* [INPUT FOR THIS TASK]
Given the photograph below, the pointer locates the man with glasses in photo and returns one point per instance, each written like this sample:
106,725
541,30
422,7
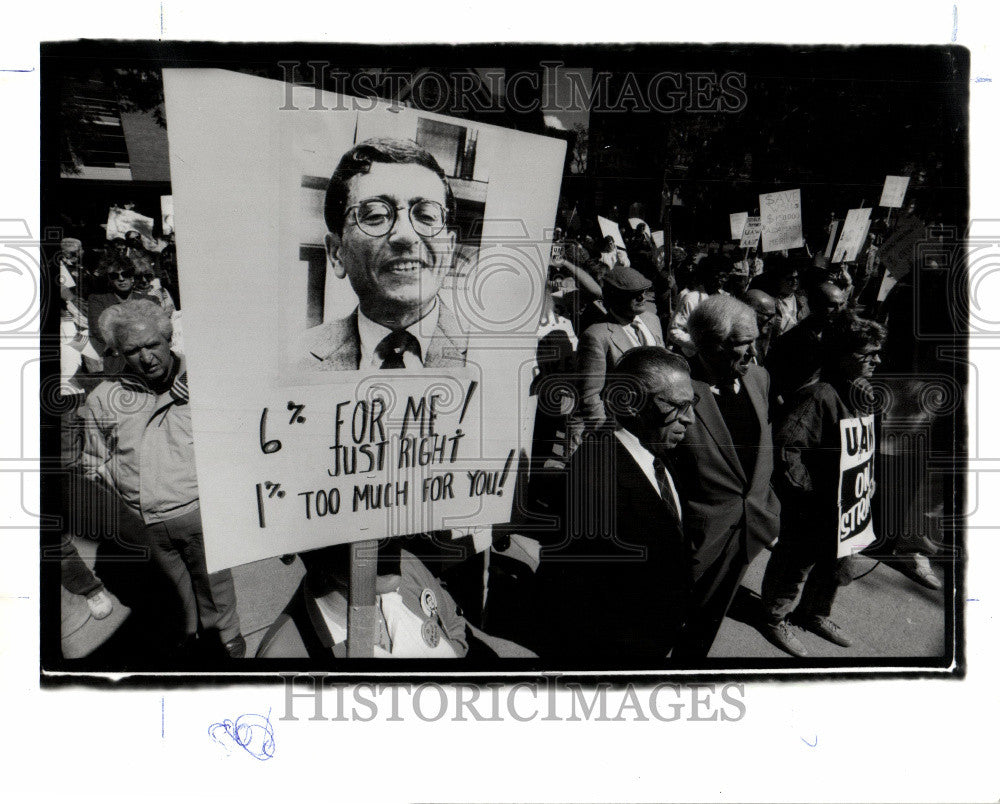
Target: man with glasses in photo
387,211
627,325
120,274
724,466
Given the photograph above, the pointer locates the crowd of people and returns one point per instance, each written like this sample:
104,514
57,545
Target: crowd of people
696,424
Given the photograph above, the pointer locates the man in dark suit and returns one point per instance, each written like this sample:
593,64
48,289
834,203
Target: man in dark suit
628,324
613,582
724,466
387,210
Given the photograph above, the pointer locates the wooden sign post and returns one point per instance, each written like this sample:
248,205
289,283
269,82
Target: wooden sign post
361,611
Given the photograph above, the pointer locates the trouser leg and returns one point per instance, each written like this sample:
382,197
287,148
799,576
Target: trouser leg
215,593
713,594
166,554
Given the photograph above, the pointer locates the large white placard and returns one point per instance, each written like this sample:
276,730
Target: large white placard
737,221
781,218
893,191
852,235
610,229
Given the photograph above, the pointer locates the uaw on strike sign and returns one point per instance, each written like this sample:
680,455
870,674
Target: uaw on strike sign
857,485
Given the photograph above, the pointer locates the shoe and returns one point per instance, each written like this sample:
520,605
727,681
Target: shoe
783,635
828,629
100,605
236,647
917,567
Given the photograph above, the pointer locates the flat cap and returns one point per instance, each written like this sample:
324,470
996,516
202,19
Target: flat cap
627,279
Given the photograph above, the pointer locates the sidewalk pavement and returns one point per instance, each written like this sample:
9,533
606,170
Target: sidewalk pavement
884,612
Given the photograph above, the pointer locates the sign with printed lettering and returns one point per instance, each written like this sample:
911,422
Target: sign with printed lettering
303,438
610,229
751,232
857,485
737,220
893,191
781,216
852,235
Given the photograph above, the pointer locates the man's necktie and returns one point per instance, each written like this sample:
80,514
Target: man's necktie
391,348
665,491
639,334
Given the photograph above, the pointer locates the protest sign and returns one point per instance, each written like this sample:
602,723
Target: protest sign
852,235
781,219
610,229
751,232
893,191
737,220
857,485
122,221
296,452
167,213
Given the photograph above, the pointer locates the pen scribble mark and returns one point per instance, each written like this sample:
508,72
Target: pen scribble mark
253,733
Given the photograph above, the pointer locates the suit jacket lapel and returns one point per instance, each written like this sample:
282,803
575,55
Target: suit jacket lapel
619,339
710,416
448,345
760,408
631,476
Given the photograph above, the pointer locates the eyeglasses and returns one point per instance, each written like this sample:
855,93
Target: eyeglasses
677,410
376,217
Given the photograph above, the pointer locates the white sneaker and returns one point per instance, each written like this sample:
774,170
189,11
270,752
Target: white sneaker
918,567
100,605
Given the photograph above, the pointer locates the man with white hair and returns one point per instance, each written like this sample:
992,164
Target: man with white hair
723,466
138,440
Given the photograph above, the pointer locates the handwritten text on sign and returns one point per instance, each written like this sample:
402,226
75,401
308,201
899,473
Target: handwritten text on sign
751,232
781,217
737,220
857,485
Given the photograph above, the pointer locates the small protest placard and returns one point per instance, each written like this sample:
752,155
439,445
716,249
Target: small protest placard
857,485
610,229
167,213
893,191
852,236
835,227
751,232
737,220
781,216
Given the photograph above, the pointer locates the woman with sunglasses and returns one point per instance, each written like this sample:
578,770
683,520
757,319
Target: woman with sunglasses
120,274
808,481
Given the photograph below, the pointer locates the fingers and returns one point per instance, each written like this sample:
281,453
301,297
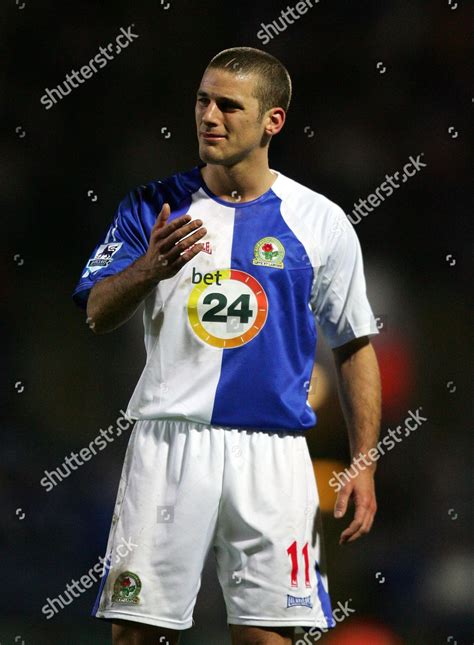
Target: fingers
342,501
185,244
167,243
188,255
358,525
365,509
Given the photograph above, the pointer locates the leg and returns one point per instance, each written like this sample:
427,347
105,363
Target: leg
125,632
249,635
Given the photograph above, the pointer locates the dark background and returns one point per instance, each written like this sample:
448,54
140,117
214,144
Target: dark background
61,384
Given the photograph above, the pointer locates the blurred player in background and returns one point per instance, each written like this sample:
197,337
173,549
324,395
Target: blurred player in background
235,264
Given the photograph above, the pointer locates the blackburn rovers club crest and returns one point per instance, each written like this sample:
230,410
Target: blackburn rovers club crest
269,252
126,588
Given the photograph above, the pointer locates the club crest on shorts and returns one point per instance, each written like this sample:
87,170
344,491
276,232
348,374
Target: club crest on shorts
269,252
127,586
298,601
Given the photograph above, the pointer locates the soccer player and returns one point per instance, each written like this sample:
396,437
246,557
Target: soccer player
235,263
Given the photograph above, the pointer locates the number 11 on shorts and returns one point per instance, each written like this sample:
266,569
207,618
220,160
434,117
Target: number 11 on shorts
292,551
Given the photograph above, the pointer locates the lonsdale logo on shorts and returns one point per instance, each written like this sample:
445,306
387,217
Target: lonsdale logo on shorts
269,252
227,308
126,588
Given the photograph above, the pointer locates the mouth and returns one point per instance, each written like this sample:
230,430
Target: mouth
212,137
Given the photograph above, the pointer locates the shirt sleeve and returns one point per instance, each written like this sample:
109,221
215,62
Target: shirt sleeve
339,300
124,242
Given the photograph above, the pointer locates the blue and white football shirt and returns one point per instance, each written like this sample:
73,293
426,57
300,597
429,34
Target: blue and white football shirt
231,338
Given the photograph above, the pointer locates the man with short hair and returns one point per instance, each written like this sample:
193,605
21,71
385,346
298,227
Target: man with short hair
235,263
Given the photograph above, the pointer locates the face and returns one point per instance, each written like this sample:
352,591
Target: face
226,109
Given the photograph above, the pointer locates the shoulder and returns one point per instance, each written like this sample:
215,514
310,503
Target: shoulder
314,215
173,189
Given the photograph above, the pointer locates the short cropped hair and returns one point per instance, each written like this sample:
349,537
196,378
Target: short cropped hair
273,82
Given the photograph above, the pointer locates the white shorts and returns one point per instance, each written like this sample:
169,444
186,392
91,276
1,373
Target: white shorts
250,495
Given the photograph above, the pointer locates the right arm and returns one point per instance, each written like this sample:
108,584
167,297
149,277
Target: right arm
113,300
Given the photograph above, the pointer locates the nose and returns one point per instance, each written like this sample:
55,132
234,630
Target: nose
210,114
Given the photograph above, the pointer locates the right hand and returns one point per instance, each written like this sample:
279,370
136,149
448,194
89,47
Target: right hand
163,257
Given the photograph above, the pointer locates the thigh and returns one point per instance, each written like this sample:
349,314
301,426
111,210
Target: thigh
128,633
245,635
269,543
163,525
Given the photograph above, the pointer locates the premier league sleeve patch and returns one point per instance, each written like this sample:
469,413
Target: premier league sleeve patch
103,256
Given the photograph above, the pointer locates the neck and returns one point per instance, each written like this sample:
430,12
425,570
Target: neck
237,183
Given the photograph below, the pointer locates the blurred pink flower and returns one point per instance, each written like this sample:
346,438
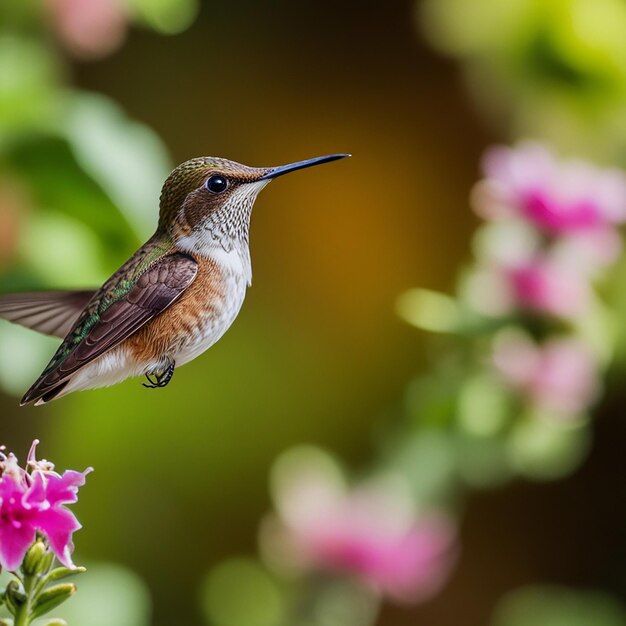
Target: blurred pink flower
566,198
88,28
32,502
370,531
539,284
543,285
560,376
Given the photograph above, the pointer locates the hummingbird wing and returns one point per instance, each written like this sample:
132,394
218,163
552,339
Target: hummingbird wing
48,312
116,311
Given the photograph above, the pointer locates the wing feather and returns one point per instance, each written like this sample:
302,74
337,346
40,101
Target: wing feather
48,312
154,291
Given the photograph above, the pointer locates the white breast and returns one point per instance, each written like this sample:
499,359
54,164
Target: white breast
216,325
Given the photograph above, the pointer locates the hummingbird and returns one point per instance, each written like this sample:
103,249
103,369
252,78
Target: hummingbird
172,300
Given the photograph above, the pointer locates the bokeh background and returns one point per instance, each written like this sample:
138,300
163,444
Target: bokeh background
415,91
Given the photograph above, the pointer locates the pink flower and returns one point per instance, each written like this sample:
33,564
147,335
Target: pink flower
370,531
560,376
539,284
562,198
543,285
32,502
88,28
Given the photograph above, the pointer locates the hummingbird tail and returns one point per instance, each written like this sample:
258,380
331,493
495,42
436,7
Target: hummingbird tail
48,312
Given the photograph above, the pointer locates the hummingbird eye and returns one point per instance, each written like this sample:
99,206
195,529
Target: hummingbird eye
216,183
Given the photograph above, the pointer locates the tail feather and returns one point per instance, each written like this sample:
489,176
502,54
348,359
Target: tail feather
48,312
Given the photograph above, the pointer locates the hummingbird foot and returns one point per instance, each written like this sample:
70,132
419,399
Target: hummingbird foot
161,378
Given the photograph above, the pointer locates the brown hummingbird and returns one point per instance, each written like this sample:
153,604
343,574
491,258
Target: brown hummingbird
171,301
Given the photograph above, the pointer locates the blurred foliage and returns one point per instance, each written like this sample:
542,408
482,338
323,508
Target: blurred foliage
558,606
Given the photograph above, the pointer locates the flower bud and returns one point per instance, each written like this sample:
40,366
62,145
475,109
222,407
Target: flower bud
64,572
46,561
51,598
33,558
14,597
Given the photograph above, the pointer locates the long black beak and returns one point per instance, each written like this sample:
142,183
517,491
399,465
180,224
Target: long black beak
292,167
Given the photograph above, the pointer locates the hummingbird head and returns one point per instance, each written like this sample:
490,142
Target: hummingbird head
207,201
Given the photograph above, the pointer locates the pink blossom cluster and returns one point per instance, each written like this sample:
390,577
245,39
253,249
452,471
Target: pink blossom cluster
558,377
552,227
32,501
557,222
88,28
370,531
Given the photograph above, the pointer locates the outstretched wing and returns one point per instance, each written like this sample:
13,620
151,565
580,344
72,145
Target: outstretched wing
105,324
48,312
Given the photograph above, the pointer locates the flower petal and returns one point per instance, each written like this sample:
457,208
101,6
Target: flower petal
64,489
15,539
58,524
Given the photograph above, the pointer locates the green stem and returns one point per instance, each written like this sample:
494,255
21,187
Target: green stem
21,617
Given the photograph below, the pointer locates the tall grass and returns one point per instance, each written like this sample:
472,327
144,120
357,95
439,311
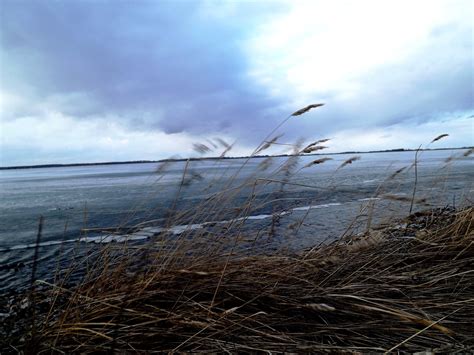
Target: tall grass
406,287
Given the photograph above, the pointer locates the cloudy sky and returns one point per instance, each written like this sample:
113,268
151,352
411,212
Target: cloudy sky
89,81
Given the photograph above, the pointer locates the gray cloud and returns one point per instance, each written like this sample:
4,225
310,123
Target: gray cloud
176,67
164,65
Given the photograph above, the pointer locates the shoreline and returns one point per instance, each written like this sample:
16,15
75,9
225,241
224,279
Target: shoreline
403,275
42,166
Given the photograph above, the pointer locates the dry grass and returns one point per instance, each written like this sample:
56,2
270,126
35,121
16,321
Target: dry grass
408,288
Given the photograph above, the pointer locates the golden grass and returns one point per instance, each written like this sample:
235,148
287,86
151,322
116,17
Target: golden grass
407,288
400,288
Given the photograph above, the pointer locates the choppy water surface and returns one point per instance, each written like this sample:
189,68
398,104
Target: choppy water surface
75,198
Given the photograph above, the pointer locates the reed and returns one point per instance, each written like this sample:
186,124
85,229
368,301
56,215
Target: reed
406,286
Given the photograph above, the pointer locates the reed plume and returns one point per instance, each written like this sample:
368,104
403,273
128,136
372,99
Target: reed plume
441,136
316,162
306,109
349,161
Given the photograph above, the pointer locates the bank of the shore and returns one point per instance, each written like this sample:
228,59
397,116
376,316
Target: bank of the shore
406,287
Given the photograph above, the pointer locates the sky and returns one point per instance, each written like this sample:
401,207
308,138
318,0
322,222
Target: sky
92,81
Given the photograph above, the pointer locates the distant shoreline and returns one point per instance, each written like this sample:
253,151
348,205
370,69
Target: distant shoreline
213,158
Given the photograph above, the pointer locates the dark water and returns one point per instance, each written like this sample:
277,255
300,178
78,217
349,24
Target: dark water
74,198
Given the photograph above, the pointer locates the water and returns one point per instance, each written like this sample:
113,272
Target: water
90,197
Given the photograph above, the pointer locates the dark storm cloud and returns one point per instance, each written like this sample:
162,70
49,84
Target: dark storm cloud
180,66
167,65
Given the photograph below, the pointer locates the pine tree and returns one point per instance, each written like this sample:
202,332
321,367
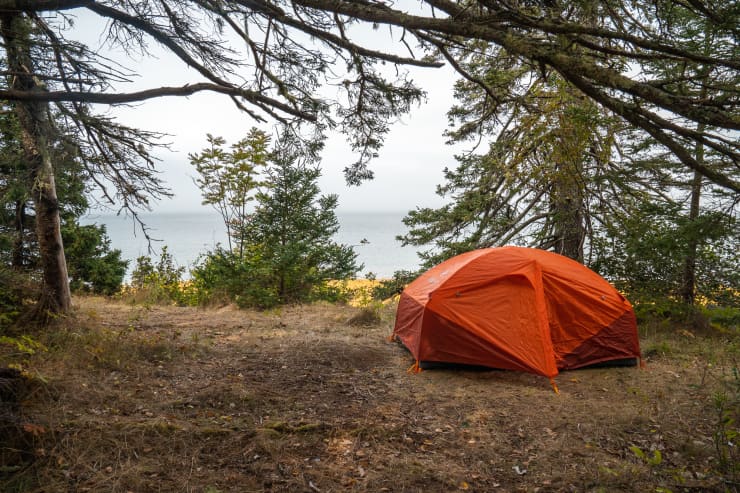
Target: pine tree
291,231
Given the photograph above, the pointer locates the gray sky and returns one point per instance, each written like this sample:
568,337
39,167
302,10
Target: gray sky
406,173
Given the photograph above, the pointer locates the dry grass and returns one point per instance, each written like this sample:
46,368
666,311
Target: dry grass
193,400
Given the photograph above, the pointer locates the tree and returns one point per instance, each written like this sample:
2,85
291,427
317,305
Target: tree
292,227
228,179
288,248
92,266
292,49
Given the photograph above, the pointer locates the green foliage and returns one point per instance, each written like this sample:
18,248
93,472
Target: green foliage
92,265
228,179
24,344
15,288
286,252
221,276
161,282
655,460
644,252
390,287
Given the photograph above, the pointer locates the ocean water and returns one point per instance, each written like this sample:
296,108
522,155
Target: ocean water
188,235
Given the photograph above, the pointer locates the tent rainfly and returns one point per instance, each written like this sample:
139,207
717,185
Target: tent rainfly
515,308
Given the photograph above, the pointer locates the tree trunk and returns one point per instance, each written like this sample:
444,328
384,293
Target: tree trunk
567,202
35,135
17,259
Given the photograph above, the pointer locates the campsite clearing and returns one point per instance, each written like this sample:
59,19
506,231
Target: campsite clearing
132,398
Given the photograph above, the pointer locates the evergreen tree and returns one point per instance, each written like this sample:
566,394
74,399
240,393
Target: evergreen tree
287,244
292,227
92,265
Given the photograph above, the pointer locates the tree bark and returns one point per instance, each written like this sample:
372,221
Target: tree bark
688,284
36,133
17,259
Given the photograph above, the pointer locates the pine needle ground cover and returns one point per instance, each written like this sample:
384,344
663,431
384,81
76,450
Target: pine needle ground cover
130,398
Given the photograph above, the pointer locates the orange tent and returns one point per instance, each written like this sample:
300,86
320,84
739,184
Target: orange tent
517,309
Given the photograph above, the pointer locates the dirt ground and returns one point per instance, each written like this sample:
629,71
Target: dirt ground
144,399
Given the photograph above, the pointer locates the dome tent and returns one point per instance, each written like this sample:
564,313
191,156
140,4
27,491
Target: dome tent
515,308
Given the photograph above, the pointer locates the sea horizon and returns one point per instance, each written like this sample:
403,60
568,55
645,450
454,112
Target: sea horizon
190,234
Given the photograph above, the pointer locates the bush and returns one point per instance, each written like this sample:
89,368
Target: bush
395,285
220,276
160,283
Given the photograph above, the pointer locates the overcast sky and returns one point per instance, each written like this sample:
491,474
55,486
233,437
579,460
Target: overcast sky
406,173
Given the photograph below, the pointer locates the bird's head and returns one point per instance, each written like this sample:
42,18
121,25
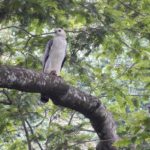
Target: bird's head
60,32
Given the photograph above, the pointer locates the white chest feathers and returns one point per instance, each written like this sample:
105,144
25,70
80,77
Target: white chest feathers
57,54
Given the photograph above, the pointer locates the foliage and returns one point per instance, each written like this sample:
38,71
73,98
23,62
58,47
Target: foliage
108,56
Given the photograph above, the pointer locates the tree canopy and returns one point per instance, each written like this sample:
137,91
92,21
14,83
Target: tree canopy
108,56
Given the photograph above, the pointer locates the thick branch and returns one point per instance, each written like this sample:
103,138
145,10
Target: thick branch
64,95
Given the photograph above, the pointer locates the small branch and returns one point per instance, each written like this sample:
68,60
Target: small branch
32,132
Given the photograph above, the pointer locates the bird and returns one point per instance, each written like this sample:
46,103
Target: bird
54,56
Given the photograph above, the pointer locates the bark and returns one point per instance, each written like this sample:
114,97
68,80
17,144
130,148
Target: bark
65,95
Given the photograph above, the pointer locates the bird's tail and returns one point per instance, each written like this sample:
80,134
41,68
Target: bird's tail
44,98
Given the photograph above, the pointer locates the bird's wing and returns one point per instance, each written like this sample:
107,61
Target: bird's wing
47,50
65,58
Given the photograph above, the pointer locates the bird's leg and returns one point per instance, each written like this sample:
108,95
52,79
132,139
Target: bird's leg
53,72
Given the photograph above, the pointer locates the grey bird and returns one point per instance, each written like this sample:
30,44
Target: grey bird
54,56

* [WHAT TO DO] From the line holding "Given the photograph above, the pointer locates the small branch" to the last line of the records, quote each line exactly and add nothing.

* [TASK OUTPUT]
Given the photograph above, the pointer locates the small branch and returns one point per instance, each written like this sample:
68,60
Target: small branch
32,132
Given the photograph above, the pointer locates the bird and returns one point per instance, each written like this sample:
46,103
Target: bird
54,56
Given the photograph above, the pointer locates the bark and returns one point per instance, each written like this sample:
114,97
68,80
17,144
130,148
Target: bark
65,95
Given the photograph above, the pointer locates the bird's tail and returns one point per instance, each written like this sample:
80,134
41,68
Target: bird's tail
44,98
Given the photograph above, the pointer locates the bird's wing and returns one point per instance, each written like this sample:
107,61
Target: bird's wing
47,50
65,58
Given the photograph above, the pointer locates the bird's leg and returns one point per instance, each written like this sample:
108,95
52,79
132,139
Target: bird's leg
53,72
Given the photograph above, the pointer locates the grey bird and returns one point per instance, each written like this sample:
30,44
Target: grey bird
54,56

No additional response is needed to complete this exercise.